### WHAT TO PRODUCE
In the entries below, find the line with "Target: ornate gabled building" and the line with "Target: pedestrian"; give again those lines and every line between them, exactly.

━━━━━ DATASET RECORDS ━━━━━

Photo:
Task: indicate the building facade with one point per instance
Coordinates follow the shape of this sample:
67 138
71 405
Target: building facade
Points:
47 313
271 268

━━━━━
━━━━━ DATASET RECORDS ━━━━━

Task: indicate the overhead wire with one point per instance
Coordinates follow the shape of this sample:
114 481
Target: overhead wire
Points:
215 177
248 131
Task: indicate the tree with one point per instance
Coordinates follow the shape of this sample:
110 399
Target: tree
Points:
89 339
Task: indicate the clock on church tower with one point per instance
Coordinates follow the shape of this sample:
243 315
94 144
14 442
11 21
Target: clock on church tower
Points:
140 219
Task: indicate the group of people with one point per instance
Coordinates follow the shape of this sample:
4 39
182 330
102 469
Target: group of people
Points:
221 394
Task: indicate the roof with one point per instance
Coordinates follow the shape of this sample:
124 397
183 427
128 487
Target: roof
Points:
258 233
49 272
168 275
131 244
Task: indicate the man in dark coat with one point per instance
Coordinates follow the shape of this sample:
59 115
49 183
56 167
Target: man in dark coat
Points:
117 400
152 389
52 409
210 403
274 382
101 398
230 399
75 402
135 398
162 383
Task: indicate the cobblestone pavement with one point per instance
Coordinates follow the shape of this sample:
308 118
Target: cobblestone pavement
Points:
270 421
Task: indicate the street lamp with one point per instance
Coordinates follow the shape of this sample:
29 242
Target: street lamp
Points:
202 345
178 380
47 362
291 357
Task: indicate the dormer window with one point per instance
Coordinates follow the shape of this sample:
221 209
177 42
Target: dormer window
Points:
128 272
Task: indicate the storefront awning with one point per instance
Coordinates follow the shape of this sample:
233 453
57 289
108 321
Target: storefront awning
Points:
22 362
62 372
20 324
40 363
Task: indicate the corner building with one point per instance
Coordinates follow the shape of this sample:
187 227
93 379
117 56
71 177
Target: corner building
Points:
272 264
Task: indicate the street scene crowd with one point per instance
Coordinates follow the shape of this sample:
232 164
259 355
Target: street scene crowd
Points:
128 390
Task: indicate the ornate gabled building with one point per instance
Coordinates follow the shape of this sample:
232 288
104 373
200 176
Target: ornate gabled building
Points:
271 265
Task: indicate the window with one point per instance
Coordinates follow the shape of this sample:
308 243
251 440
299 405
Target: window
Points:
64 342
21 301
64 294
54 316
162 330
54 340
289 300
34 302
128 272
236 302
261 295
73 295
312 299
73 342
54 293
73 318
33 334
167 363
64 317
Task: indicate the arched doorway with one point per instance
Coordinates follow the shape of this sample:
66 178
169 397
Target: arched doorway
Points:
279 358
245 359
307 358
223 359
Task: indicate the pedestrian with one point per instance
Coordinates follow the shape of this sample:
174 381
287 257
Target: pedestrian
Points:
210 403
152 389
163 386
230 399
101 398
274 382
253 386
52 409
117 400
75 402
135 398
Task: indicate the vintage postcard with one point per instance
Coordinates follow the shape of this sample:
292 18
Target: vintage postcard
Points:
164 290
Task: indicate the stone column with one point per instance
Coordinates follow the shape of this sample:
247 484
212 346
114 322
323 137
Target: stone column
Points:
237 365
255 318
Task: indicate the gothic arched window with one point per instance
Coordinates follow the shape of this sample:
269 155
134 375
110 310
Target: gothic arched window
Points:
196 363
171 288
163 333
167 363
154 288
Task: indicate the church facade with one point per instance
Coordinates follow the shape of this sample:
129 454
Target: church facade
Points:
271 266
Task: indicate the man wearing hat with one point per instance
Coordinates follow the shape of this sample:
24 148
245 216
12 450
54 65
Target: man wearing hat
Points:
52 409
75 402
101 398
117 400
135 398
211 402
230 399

━━━━━
━━━━━ DATASET RECORDS ━━━━━

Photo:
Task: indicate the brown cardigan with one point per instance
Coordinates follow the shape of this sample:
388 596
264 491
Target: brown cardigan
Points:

━━━━━

### EXERCISE SOLUTION
Target: ornate gabled building
Points:
271 265
Task: indicate the window with one point per instance
Coordinates follow the shape of this sample:
308 243
251 440
299 405
Target: window
Points:
64 342
21 301
64 294
54 316
162 330
54 340
289 300
34 302
128 272
236 302
261 295
73 295
312 299
73 342
54 293
73 318
33 334
167 363
64 317
Task: indicate the arched doorway with one point per instance
Coordinates follow the shape of this sample:
66 178
169 397
Target: arched doorway
Points:
279 358
245 359
307 358
223 359
Task: indicate the pedestrian with one point per instance
Coordinates follow the shape of this sample:
174 381
287 257
Target: pedestrian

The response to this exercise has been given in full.